----- Excerpt provided

Scientific classification
- Kingdom: Plantae
- Clade: Tracheophytes
- Clade: Angiosperms
- Clade: Monocots
- Order: Alismatales
- Family: Araceae
- Genus: Lemna
- Species: L. minor
- Binomial name: Lemna minor L.

= Lemna minor =

- Genus: Lemna
- Species: minor
- Authority: L.
- Conservation status: LC

Species of flowering plant

Lemna minor, the common duckweed or lesser duckweed, is a species of aquatic freshwater plant in the subfamily Lemnoideae of the arum family Araceae. L. minor is used as animal fodder, bioremediator, for wastewater nutrient recovery, and other applications.

----------

*Tasks to carry out*:
• a. Reproduce the Lemna minor excerpt starting at the words "Scientific classification" and ending after "Lemna minor L.", swapping "Alismatales" for "Arales".
• b. According to the Lemna minor excerpt, in which subfamily of the arum family is this species placed?
• c. List every clade named in the scientific classification of the Lemna minor excerpt.

----- Data shown

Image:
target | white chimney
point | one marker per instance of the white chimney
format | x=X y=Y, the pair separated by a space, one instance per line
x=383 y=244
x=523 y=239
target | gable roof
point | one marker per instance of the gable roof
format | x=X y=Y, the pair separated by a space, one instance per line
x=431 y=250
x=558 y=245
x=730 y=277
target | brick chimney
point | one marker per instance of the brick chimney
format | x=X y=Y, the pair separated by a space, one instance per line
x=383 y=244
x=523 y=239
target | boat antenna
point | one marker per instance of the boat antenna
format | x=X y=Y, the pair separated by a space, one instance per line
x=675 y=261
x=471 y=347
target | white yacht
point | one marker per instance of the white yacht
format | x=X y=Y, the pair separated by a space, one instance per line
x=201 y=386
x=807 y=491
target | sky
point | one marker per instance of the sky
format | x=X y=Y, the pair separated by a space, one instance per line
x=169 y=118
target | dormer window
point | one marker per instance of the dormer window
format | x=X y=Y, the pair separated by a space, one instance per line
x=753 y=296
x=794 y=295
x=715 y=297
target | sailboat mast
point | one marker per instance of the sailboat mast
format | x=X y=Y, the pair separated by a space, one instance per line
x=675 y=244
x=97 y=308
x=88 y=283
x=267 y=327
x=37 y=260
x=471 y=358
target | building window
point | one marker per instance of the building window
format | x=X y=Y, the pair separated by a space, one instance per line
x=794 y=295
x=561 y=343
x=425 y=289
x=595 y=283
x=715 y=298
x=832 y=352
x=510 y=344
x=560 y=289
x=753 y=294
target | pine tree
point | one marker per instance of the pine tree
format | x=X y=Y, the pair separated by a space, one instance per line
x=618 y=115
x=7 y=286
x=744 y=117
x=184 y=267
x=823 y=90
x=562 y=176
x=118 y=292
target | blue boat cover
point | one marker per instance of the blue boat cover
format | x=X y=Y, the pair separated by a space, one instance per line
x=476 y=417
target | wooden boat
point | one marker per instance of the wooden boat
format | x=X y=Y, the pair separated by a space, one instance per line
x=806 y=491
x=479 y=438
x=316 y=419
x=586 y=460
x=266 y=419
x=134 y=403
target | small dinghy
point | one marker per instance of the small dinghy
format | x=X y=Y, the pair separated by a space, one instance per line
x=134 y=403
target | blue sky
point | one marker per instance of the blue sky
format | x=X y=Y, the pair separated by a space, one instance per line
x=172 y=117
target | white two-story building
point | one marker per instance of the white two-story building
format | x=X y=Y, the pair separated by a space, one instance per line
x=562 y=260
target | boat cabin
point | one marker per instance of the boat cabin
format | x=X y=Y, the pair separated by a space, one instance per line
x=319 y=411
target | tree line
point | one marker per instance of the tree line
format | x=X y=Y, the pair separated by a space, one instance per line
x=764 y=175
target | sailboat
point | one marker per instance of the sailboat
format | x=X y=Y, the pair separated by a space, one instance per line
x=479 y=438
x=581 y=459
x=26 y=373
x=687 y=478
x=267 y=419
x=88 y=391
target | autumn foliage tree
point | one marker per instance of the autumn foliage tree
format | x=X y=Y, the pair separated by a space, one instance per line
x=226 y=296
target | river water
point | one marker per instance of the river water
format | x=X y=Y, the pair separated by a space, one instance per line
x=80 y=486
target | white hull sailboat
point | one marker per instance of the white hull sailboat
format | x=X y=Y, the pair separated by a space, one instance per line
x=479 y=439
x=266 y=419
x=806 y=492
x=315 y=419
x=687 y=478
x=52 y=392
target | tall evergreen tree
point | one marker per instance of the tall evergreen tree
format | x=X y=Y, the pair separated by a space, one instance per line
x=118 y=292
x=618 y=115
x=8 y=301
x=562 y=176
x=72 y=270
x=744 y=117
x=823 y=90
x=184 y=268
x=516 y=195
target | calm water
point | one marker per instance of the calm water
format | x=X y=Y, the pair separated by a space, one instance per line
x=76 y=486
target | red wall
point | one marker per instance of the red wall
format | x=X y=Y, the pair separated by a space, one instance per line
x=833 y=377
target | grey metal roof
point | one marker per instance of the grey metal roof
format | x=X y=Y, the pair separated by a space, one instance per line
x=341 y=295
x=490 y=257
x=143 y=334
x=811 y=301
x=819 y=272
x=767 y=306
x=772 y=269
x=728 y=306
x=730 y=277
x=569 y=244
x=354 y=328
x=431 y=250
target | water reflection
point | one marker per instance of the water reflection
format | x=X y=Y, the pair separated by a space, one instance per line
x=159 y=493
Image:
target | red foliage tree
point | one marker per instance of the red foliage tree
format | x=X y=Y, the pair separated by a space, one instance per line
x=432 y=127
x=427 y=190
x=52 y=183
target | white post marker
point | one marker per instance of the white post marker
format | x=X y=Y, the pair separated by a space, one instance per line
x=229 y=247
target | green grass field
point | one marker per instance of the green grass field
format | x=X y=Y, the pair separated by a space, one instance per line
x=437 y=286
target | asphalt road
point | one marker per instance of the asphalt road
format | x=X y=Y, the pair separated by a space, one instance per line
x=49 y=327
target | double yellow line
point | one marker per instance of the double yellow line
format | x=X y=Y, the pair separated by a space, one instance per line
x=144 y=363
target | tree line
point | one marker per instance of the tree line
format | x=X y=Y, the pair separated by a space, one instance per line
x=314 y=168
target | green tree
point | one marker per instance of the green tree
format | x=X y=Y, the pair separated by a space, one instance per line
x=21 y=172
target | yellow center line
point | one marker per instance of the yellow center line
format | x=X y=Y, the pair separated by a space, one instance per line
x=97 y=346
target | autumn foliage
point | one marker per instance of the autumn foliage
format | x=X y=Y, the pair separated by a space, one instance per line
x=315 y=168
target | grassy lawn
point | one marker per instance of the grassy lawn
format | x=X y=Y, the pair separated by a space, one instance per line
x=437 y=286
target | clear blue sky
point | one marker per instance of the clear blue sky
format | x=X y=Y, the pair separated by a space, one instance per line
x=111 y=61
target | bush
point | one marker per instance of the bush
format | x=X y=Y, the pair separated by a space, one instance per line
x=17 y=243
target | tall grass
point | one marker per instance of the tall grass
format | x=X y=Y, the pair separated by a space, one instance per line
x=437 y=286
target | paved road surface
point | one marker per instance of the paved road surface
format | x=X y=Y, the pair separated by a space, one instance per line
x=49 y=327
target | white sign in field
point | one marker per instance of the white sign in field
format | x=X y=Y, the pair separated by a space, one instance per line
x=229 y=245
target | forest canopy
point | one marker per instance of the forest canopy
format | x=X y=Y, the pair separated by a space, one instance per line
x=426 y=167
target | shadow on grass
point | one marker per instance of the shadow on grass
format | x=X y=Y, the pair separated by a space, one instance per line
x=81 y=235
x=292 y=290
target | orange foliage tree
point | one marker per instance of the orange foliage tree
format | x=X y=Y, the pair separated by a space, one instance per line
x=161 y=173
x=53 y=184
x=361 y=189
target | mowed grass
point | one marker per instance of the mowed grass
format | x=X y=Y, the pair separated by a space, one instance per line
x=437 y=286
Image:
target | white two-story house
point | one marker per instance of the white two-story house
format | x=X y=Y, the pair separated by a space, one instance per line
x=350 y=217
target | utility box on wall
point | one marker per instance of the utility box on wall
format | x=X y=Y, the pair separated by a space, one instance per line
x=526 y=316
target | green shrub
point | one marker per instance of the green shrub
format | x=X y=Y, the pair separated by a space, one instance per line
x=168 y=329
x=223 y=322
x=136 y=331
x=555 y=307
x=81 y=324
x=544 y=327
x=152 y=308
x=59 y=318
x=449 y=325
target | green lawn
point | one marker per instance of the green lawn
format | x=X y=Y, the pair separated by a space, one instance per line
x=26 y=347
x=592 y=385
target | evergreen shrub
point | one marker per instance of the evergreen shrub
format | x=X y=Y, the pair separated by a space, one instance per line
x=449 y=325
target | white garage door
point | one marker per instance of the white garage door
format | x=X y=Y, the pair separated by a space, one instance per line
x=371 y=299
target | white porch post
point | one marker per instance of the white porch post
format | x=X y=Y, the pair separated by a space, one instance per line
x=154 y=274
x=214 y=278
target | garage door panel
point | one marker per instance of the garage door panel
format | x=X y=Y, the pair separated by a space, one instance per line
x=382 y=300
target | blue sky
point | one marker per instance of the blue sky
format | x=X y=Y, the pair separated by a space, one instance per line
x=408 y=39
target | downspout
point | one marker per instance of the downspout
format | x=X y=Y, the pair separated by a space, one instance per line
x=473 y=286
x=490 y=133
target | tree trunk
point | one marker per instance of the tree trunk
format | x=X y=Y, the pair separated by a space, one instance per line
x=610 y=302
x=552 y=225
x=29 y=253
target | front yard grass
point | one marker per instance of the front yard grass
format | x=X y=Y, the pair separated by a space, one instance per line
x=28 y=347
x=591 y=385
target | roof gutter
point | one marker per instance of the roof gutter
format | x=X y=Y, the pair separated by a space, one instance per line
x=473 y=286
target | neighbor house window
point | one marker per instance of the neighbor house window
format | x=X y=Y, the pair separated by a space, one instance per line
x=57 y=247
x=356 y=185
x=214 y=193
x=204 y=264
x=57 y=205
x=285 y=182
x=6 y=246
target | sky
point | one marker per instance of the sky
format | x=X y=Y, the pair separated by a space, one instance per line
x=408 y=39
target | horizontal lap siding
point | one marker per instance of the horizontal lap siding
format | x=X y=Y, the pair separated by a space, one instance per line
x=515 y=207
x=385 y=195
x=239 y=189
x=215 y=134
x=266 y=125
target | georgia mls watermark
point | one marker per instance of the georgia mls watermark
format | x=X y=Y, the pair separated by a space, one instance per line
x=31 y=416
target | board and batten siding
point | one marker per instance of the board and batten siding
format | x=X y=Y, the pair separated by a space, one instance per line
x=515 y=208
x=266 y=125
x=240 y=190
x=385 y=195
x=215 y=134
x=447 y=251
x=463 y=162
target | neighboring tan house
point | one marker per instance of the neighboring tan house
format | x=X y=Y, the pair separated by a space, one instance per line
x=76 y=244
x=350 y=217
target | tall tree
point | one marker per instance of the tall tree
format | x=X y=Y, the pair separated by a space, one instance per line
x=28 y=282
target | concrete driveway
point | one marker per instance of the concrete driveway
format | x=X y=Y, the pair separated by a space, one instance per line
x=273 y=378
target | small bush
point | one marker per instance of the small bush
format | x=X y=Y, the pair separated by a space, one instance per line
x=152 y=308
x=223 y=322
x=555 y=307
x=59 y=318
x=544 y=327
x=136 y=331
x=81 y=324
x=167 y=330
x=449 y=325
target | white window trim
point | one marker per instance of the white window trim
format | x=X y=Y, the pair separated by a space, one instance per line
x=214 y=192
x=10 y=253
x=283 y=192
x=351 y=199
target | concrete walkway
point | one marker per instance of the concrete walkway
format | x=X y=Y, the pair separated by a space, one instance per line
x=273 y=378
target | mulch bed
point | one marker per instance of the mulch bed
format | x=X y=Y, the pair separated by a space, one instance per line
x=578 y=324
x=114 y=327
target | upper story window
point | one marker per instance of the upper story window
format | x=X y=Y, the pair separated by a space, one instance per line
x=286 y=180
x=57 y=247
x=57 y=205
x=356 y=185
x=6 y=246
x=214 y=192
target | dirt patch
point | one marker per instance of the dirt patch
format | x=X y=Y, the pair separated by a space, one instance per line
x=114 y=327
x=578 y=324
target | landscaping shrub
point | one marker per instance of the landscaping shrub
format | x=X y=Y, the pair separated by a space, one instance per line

----------

*Answers to this exercise*:
• a.
Scientific classification
- Kingdom: Plantae
- Clade: Tracheophytes
- Clade: Angiosperms
- Clade: Monocots
- Order: Arales
- Family: Araceae
- Genus: Lemna
- Species: L. minor
- Binomial name: Lemna minor L.

• b. Lemnoideae

• c. Tracheophytes, Angiosperms, Monocots